- _GOAL_
Count the lines in the material below that contain the string "query", matching case exactly, and reply with the number alone.
-------- INFORMATION SUPPLIED --------
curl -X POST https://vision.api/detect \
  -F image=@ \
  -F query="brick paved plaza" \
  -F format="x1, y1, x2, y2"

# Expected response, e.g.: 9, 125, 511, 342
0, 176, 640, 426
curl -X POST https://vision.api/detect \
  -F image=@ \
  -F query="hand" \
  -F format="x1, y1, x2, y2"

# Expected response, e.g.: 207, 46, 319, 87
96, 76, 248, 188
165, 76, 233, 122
--------
-------- INFORMATION SUPPLIED --------
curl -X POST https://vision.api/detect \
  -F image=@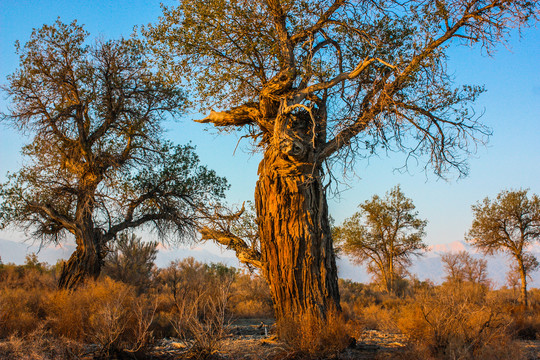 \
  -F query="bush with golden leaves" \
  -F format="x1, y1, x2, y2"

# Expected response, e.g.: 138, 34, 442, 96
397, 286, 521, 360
--------
-------- INFORMATION SUPPLIED --------
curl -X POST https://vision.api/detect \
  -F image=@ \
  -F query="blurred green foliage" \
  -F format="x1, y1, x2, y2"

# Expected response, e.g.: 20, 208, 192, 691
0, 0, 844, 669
--------
- _EXERCISE OUTPUT_
4